Step 1: Discovery. Someone finds us. Maybe through a YouTube video. Maybe through Substack’s recommendation network. Maybe through Notes, our podcast, or a collaboration with another creator. They read a free post or watch a video and think, “OK, this is useful.”
Step 2: Subscription. They might subscribe to our Substack directly, or they might download one of our freebies, like our Substack Starter Kit. Either way, whether they’re on our Substack list or our Kit list, we now have the opportunity to continue this relationship. And that’s the key moment. Once someone is on one of our lists, we can nurture that relationship over time through automated email sequences, regular content, and launches.
Step 3: Paid subscription. They’ve been reading our content for a while. They trust us. Then one of our sprint launches happens. They see the tiered pricing, the social proof, and they decide to go annual. Now they’re a paid subscriber getting our premium content every week.

» Goal A:
Answer these questions from the text on the subscriber journey:
(i) Which freebie is given as an example in Step 2?
(ii) Through what three means can the relationship be nurtured once someone is on one of the lists?
(iii) Which billing choice does the reader make during a sprint launch in Step 3?

» Records supplied:
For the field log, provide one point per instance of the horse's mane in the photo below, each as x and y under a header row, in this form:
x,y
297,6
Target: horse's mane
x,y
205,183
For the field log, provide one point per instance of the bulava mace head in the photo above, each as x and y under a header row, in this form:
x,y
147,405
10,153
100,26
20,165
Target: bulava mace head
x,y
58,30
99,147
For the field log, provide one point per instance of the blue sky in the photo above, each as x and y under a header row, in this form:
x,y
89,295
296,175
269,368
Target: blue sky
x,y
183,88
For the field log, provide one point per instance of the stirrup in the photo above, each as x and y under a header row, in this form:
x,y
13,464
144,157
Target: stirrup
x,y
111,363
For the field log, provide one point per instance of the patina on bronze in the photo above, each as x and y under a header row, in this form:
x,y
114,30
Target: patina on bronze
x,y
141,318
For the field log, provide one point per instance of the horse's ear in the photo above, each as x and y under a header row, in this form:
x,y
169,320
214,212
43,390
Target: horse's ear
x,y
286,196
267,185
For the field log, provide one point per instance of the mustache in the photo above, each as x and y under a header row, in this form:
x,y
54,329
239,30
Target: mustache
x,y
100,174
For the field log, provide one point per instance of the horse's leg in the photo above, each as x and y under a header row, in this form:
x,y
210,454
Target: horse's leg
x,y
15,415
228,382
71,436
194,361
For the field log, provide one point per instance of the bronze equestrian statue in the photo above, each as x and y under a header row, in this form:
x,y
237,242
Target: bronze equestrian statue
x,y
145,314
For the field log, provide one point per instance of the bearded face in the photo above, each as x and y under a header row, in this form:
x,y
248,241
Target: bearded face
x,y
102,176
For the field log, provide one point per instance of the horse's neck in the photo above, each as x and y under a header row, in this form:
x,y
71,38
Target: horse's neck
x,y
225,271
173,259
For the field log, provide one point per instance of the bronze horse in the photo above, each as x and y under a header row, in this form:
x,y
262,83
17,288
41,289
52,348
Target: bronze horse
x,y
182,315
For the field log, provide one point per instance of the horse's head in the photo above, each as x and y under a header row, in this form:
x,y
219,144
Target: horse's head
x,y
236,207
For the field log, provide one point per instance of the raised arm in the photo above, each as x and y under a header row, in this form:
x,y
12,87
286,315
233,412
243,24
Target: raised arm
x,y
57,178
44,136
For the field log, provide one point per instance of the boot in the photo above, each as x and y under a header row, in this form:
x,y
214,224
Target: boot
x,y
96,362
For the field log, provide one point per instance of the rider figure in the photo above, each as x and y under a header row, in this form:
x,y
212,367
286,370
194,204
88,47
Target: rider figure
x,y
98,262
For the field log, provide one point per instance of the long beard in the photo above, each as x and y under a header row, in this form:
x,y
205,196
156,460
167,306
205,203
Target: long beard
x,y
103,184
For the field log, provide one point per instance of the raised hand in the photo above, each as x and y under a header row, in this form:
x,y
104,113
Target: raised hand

» Goal B:
Render the lines of the entries as a Markdown table with columns Row and Line, leaving out blank lines, starting with the line that contains "the bronze horse" and going on through the end of the entries.

» Task response A:
(i) The Substack Starter Kit.
(ii) Automated email sequences, regular content, and launches.
(iii) They decide to go annual.

» Task response B:
| Row | Line |
|---|---|
| 1 | For the field log, provide one point per instance of the bronze horse in the photo above, each as x and y under a header row, in this form: |
| 2 | x,y |
| 3 | 262,83 |
| 4 | 17,288 |
| 5 | 41,289 |
| 6 | 52,348 |
| 7 | Target: bronze horse |
| 8 | x,y |
| 9 | 182,315 |
| 10 | For the field log, provide one point per instance of the horse's head in the photo above, each as x and y under a header row, in this form: |
| 11 | x,y |
| 12 | 219,144 |
| 13 | Target: horse's head |
| 14 | x,y |
| 15 | 236,207 |
| 16 | For the field log, provide one point per instance of the raised arm in the photo above, each as x and y under a header row, in this form: |
| 17 | x,y |
| 18 | 12,87 |
| 19 | 286,315 |
| 20 | 233,412 |
| 21 | 243,24 |
| 22 | Target: raised arm |
| 23 | x,y |
| 24 | 57,178 |
| 25 | 44,136 |
| 26 | For the field log, provide one point per instance of the boot in the photo above, each as x and y under a header row, in this form: |
| 27 | x,y |
| 28 | 214,224 |
| 29 | Target: boot |
| 30 | x,y |
| 31 | 96,362 |
| 32 | For the field log, provide one point per instance of the rider figure in the photo above, each as x and y under a header row, in this form: |
| 33 | x,y |
| 34 | 212,367 |
| 35 | 286,370 |
| 36 | 194,204 |
| 37 | 88,47 |
| 38 | Target: rider figure |
| 39 | x,y |
| 40 | 98,262 |
| 41 | For the field log, provide one point per instance of the long beard in the photo above, each as x and y under a header row, in this form: |
| 42 | x,y |
| 43 | 205,196 |
| 44 | 156,460 |
| 45 | 167,306 |
| 46 | 205,203 |
| 47 | Target: long beard |
| 48 | x,y |
| 49 | 103,184 |
| 50 | For the field log, provide one point per instance of the raised hand in the photo above, each as x and y under a header row, in this form: |
| 51 | x,y |
| 52 | 104,113 |
| 53 | Target: raised hand |